■ **WHAT YOU SHOULD DO**
Wherever the string "BoundingBox" shows up in the material below, copy that line.

• • • • • • •

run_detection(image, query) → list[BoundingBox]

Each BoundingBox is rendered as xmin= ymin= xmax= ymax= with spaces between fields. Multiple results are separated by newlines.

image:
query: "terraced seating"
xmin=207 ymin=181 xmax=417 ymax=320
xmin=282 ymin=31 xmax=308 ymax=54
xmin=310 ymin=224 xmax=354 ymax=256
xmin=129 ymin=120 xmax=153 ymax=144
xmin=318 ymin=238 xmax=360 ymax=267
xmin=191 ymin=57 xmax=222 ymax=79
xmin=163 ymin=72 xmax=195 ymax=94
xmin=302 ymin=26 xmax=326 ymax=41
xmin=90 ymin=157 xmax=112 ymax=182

• • • • • • •

■ **ANSWER SPACE**
run_detection(image, query) → list[BoundingBox]
Each BoundingBox is rendered as xmin= ymin= xmax= ymax= with spaces between fields. Multiple results are separated by newlines.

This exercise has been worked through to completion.